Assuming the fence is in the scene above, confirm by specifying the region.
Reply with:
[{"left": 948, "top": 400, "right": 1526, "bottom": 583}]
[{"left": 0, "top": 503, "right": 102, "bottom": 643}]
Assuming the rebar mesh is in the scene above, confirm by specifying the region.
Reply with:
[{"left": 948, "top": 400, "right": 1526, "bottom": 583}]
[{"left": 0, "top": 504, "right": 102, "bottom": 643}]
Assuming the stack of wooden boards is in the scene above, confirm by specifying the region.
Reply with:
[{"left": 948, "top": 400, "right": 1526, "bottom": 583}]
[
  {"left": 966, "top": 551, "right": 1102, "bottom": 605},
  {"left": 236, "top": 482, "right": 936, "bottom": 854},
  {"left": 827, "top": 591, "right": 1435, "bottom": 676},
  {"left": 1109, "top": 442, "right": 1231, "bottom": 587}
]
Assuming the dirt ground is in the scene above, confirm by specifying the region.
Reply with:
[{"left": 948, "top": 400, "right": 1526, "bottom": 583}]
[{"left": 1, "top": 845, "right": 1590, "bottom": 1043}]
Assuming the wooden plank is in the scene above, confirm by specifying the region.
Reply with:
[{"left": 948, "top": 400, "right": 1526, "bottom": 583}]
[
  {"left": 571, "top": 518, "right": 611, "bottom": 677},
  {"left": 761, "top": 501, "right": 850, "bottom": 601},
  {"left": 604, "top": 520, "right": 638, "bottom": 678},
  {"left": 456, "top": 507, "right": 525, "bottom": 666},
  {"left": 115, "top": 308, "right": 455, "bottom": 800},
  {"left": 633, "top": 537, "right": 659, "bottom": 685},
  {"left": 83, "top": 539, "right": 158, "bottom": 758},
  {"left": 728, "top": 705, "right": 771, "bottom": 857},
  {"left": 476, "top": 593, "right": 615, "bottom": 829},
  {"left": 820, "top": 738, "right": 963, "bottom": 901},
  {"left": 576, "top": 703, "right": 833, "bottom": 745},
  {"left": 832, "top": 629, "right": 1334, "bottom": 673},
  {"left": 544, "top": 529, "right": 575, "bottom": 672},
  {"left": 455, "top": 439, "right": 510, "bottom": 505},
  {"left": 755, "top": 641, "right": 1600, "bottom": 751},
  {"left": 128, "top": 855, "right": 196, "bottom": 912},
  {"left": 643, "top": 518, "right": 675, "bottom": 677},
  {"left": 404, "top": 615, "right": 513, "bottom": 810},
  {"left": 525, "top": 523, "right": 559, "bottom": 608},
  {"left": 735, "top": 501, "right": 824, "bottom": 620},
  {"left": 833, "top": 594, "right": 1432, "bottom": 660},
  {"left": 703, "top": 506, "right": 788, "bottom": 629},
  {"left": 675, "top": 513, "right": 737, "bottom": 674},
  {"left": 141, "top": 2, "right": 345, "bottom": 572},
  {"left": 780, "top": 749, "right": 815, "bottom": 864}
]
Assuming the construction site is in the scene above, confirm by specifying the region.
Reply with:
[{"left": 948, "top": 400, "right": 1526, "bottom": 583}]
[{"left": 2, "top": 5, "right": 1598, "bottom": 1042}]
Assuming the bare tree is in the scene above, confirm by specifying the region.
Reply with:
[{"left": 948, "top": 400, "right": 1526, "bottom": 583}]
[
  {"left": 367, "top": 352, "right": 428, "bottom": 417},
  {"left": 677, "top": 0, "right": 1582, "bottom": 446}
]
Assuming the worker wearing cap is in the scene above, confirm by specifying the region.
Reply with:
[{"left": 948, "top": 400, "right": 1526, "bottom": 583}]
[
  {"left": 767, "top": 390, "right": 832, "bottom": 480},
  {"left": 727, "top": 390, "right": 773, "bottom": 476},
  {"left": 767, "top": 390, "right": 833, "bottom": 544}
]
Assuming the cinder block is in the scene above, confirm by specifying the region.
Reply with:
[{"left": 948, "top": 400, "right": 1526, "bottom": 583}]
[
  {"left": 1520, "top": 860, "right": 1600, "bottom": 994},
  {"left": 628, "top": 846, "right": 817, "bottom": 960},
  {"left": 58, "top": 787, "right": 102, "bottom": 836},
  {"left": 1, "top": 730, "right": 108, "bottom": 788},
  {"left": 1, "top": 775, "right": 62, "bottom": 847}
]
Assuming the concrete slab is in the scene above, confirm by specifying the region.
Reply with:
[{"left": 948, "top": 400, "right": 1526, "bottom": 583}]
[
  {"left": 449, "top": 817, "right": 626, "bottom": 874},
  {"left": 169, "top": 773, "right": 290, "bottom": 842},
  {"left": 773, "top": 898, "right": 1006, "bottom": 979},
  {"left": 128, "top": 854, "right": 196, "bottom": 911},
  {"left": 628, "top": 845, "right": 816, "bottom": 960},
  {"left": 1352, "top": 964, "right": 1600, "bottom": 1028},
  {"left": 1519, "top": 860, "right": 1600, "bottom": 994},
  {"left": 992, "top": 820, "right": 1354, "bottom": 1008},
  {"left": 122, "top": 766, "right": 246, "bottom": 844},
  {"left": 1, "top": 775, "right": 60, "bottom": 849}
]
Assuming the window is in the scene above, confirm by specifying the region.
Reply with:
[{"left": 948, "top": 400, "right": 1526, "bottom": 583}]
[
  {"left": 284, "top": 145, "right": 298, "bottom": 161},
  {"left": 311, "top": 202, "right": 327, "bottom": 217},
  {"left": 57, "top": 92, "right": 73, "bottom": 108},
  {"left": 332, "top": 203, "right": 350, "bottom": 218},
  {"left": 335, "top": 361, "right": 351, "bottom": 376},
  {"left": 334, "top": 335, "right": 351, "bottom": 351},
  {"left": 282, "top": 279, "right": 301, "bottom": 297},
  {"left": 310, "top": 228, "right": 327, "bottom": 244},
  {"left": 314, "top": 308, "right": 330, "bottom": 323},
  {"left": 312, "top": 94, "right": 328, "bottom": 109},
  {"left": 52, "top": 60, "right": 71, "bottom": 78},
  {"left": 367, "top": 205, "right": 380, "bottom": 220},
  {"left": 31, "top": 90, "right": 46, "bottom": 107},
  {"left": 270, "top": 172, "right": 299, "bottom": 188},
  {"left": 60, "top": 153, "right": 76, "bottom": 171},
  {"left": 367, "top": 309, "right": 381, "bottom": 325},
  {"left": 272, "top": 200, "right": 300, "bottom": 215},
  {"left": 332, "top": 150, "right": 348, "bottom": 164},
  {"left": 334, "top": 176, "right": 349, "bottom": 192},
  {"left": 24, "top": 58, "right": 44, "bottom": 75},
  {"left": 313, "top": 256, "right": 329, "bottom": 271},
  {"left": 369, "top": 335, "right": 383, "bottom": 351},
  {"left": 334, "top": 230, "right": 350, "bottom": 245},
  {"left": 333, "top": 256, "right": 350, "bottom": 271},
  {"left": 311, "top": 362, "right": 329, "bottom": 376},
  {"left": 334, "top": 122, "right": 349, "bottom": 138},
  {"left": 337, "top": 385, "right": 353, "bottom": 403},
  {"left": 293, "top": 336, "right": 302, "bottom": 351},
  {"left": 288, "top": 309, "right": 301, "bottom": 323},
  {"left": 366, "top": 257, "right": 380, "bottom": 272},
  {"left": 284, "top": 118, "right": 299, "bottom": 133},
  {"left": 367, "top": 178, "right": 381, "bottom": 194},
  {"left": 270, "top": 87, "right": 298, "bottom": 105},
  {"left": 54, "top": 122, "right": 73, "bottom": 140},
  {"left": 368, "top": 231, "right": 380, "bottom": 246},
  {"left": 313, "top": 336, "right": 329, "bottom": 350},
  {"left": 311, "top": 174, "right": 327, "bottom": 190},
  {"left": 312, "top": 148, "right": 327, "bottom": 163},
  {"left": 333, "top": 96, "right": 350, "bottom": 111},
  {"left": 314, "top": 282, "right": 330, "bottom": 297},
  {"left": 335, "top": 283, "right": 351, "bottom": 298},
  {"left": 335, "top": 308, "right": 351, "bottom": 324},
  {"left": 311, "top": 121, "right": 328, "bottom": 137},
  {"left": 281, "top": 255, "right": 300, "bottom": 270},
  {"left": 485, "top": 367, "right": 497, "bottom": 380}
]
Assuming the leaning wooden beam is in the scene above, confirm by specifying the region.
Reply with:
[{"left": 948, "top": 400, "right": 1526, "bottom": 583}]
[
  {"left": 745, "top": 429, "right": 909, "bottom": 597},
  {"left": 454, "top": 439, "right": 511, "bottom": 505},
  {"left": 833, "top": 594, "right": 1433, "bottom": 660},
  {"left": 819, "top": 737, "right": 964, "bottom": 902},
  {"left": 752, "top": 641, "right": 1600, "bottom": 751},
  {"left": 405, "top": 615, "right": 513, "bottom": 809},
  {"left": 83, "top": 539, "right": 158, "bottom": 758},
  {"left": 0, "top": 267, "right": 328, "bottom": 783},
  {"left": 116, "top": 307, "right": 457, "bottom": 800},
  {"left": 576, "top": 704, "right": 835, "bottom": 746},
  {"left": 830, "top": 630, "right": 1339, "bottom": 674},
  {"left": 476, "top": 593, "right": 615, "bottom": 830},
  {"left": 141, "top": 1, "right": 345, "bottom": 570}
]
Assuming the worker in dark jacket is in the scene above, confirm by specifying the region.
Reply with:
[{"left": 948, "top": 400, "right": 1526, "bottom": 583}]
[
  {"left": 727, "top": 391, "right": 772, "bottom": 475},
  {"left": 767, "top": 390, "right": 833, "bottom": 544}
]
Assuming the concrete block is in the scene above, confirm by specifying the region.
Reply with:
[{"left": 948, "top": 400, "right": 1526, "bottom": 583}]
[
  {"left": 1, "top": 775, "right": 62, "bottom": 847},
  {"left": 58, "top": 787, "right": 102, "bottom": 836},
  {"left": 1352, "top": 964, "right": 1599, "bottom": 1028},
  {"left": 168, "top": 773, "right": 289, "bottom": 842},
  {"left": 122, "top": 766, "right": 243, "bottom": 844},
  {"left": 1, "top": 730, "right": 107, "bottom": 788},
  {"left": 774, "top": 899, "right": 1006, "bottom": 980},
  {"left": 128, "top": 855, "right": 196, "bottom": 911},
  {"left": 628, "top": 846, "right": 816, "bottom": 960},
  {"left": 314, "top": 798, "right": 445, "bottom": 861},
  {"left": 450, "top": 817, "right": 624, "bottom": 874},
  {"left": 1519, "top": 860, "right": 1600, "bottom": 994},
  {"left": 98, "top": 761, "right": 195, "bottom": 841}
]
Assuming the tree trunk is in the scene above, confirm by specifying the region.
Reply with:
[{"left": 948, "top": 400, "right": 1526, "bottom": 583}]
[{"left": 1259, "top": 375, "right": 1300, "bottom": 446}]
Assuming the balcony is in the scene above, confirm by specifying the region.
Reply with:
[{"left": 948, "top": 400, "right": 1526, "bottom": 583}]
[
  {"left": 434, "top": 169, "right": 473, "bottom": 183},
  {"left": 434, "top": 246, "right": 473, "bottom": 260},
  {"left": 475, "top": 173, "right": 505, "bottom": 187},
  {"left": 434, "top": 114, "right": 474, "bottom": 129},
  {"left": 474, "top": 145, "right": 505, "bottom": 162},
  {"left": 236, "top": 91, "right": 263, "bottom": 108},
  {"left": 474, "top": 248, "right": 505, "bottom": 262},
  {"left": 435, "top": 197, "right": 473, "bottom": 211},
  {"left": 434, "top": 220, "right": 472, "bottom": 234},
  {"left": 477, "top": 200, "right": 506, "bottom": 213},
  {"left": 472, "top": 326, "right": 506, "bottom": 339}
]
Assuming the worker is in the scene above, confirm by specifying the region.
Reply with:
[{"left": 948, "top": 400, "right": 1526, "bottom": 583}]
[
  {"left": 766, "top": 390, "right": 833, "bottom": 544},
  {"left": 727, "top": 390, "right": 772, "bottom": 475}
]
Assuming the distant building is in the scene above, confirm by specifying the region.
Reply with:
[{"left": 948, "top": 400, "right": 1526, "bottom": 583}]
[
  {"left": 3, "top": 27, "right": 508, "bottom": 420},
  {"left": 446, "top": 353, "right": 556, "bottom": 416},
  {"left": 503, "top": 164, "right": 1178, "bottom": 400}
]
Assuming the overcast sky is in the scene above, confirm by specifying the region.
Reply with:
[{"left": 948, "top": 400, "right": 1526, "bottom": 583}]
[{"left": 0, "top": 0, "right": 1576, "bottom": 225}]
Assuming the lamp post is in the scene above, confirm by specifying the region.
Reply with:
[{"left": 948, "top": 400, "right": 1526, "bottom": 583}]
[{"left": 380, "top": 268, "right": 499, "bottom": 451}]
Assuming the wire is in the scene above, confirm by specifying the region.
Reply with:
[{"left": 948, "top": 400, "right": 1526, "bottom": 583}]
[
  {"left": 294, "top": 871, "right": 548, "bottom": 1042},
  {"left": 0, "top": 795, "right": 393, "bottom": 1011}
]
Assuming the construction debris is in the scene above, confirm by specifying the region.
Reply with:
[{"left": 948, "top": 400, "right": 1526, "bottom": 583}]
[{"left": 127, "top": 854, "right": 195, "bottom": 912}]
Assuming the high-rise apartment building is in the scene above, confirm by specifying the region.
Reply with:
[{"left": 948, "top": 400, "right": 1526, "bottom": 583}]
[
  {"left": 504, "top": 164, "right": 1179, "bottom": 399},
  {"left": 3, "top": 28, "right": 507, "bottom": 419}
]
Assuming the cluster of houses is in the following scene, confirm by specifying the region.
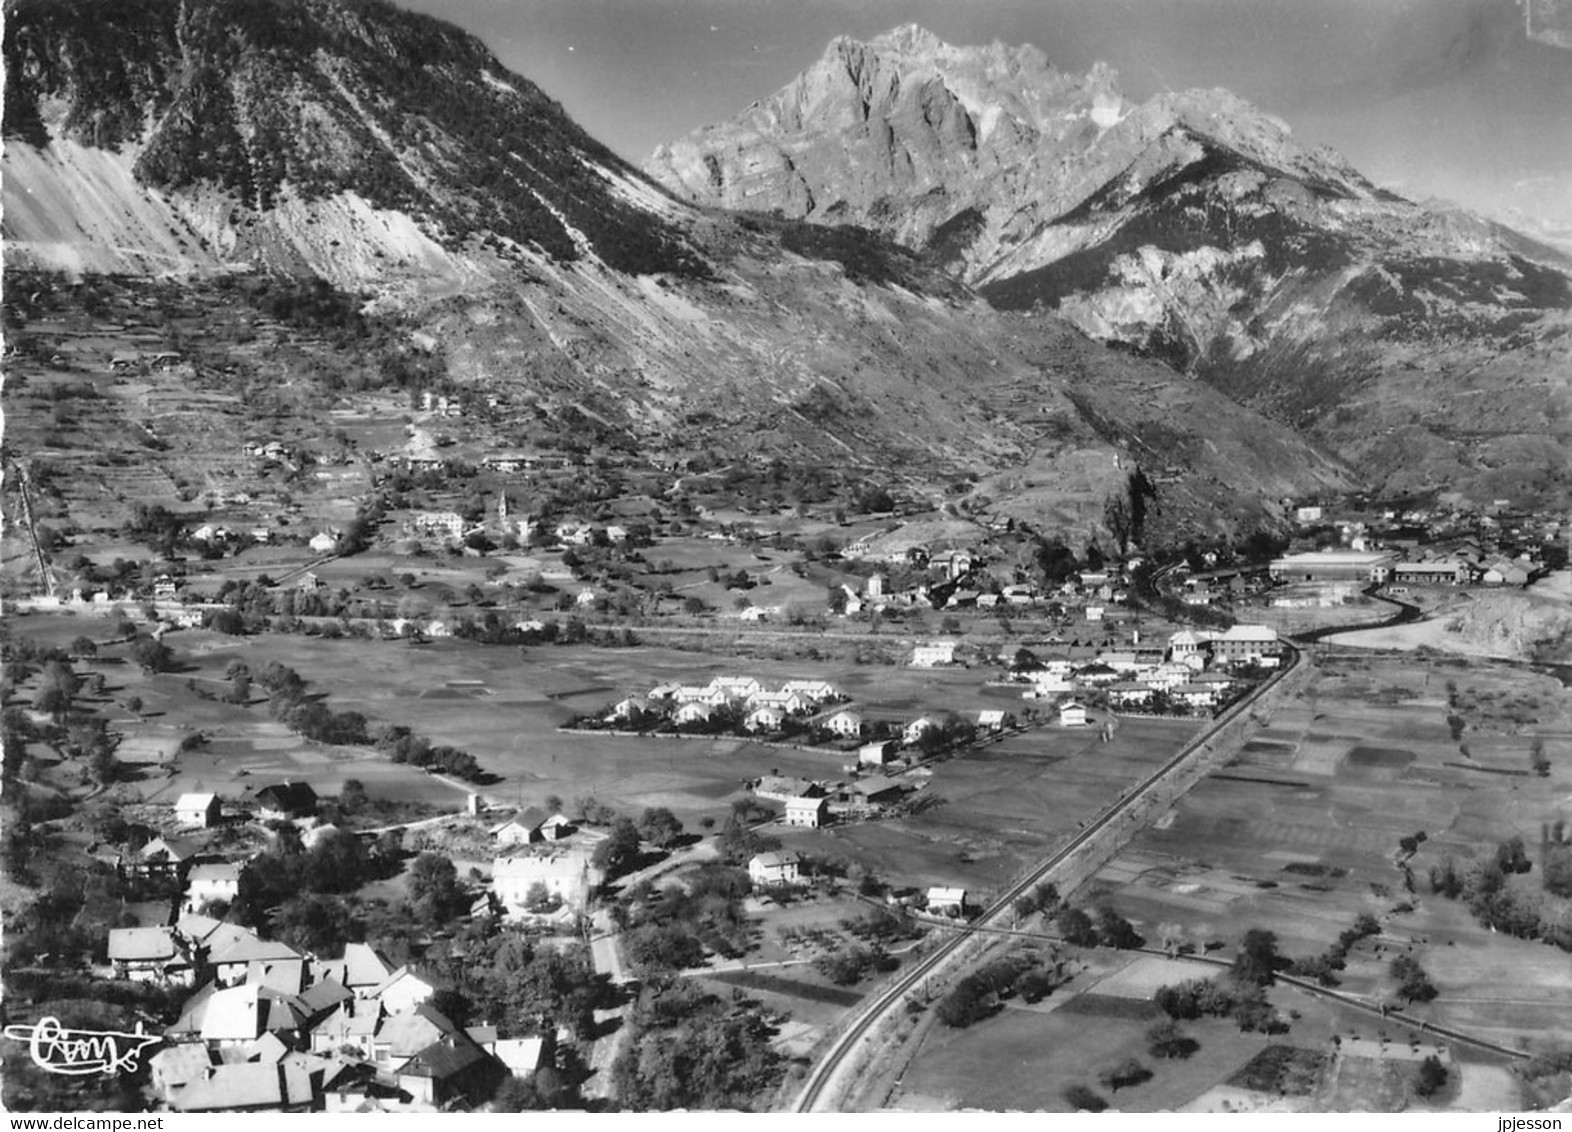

_ _ _ _

Exercise details: Once the lines holding the word "tree" in the material above are counted, report that number by itself.

Task response: 2